--- Source data ---
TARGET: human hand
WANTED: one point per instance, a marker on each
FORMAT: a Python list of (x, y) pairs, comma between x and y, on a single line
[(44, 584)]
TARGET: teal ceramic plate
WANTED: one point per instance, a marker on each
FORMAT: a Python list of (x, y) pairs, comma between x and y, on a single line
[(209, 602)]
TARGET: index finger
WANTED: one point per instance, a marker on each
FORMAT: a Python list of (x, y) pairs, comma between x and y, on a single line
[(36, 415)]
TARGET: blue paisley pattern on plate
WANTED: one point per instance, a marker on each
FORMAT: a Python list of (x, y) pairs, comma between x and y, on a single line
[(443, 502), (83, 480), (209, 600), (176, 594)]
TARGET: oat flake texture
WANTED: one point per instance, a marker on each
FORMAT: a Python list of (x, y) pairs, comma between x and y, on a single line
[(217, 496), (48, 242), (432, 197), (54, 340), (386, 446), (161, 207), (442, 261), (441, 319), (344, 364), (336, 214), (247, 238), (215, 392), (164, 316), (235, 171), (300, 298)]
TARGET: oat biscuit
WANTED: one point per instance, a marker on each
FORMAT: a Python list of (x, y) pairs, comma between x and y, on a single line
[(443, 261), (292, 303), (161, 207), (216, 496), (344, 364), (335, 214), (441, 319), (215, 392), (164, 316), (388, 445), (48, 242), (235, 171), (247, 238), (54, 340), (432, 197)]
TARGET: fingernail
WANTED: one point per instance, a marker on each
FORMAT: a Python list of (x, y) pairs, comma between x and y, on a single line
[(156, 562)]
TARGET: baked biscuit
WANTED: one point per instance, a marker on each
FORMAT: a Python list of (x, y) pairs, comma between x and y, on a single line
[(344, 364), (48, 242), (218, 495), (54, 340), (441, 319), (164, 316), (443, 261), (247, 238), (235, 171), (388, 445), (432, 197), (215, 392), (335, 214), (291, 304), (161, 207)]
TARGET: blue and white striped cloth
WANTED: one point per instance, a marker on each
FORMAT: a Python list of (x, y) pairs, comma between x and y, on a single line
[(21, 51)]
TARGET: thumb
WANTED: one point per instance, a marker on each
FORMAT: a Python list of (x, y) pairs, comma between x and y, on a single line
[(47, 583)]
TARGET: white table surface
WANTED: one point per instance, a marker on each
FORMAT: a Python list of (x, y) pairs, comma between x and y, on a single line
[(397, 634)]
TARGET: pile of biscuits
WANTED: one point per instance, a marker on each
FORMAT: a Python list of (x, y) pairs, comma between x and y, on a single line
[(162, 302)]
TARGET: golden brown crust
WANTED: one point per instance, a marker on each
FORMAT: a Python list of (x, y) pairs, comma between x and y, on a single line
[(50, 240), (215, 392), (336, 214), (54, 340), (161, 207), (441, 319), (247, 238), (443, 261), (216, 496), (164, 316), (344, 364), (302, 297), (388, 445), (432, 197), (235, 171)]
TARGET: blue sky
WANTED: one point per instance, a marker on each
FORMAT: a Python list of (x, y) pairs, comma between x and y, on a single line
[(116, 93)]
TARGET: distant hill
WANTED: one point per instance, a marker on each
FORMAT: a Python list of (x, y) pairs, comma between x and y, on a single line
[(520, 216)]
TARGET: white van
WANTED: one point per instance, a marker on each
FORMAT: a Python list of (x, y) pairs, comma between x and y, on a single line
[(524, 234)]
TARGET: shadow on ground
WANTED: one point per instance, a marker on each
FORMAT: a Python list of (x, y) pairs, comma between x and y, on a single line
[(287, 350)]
---
◆ **What you are asked to do**
What's wanted is a faithful copy of each entry above.

◆ **Output of the exercise**
TARGET: human hand
WANTED: one point per instance, a marker on each
FORMAT: a Python list of (x, y) pairs, comma between x and y, on a single line
[(44, 584)]
TARGET: teal ceramic plate
WANTED: one point per instance, a marker on each
FORMAT: a Python list of (x, y) pairs, comma between x and y, on a single line
[(209, 602)]
TARGET: index finger
WANTED: one point per instance, a marker on each
FORMAT: a Python list of (x, y) pairs, comma between x and y, on a single line
[(36, 415)]
TARGET: blue paisley pattern on plate
WANTED: one point per instance, a marker on each
FORMAT: a Python list of (x, y) pairs, comma between x and y, on a single line
[(443, 502), (83, 480), (209, 600), (176, 594)]
TARGET: oat flake texture
WANTED: one point per instance, a marker on each
FORMAT: a Python list of (x, y) pairs, comma between x and y, on a single line
[(217, 496), (48, 242), (432, 197), (54, 340), (386, 446), (161, 207), (442, 261), (441, 319), (344, 364), (336, 214), (247, 238), (215, 392), (164, 316), (235, 171), (300, 298)]
TARGET: oat biscuit
WANTED: one point per instance, a marker on each
FORMAT: a Python list of (x, y) pairs, comma between x and y, on a single line
[(443, 261), (292, 303), (161, 207), (216, 496), (344, 364), (335, 214), (441, 319), (215, 392), (164, 316), (388, 445), (48, 242), (235, 171), (247, 238), (54, 340), (432, 197)]
TARGET: fingernail
WANTED: one point per instance, a marker on each
FORMAT: a Python list of (x, y) pairs, comma between x and y, on a single line
[(156, 562)]
TARGET: baked biscuit
WANTED: one point per instance, a marker on each
FORMAT: a Python list of (x, y) pairs, comma between x and y, on a single line
[(344, 364), (48, 242), (218, 495), (54, 340), (441, 319), (164, 316), (443, 261), (247, 238), (235, 171), (388, 445), (432, 197), (215, 392), (335, 214), (291, 304), (161, 207)]
TARGET: blue and white striped cloth
WANTED: one point per instance, a marker on each
FORMAT: a Python list of (x, y) pairs, comma between x and y, on a single line
[(21, 51)]
TARGET: thumb
WANTED: one point per instance, a marker on each
FORMAT: a Python list of (x, y) pairs, comma between x and y, on a single line
[(47, 583)]
TARGET: white table surface
WANTED: one point per instance, a marker on each
FORMAT: a Python list of (x, y) pairs, comma between x and y, on a single line
[(397, 634)]
TARGET: pile of biscuits
WANTED: one point per instance, a marker on each
FORMAT: a Python list of (x, y) pairs, comma between x and y, on a single line
[(162, 302)]
TARGET: golden brown crust
WANTED: one point per instance, a marker on each
FORMAT: a Python list of (x, y) pairs, comma between x and y, on a single line
[(50, 240), (215, 392), (336, 214), (54, 340), (161, 207), (441, 319), (247, 238), (443, 261), (216, 496), (164, 316), (344, 364), (302, 297), (388, 445), (432, 197), (235, 171)]
TARGET: blue sky
WANTED: one point per instance, a marker on each
FORMAT: a Python list of (x, y) pairs, comma between x and y, on a single line
[(116, 93)]
TARGET: distant hill
WANTED: one point per instance, a marker on each
FORMAT: a Python list of (x, y) pairs, comma between x and y, on a single line
[(520, 216)]
TARGET: white van
WANTED: one point per instance, a marker on each
FORMAT: a Python list of (x, y) pairs, comma between x and y, on a single line
[(524, 234)]
TARGET: shadow on ground
WANTED: one point per instance, a marker on each
FORMAT: a Python list of (x, y) pairs, comma between x and y, on a single line
[(287, 350)]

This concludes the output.